## Your instructions
Put the lines below into a Markdown table with the columns Row and Line, giving each row a number and skipping blank lines. Leave the pictures out of the table.

## Material for this exercise
"""

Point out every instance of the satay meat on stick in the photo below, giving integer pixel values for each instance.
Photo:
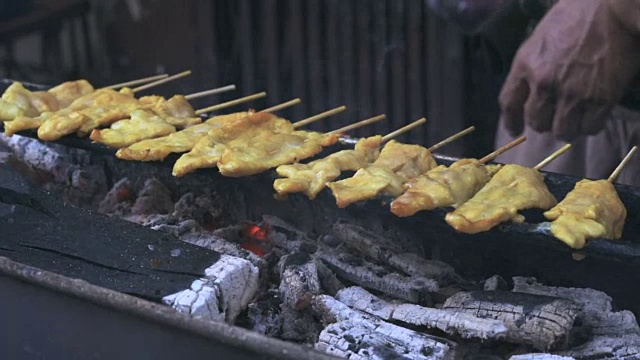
(511, 189)
(447, 186)
(592, 209)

"""

## Reply to the task
| Row | Line |
|---|---|
| 1 | Point out every instance of the satay meat on stick in the photo below, giving integer pixel values for each instance. |
| 2 | Photo: |
| 3 | (511, 189) |
| 4 | (447, 186) |
| 5 | (592, 209) |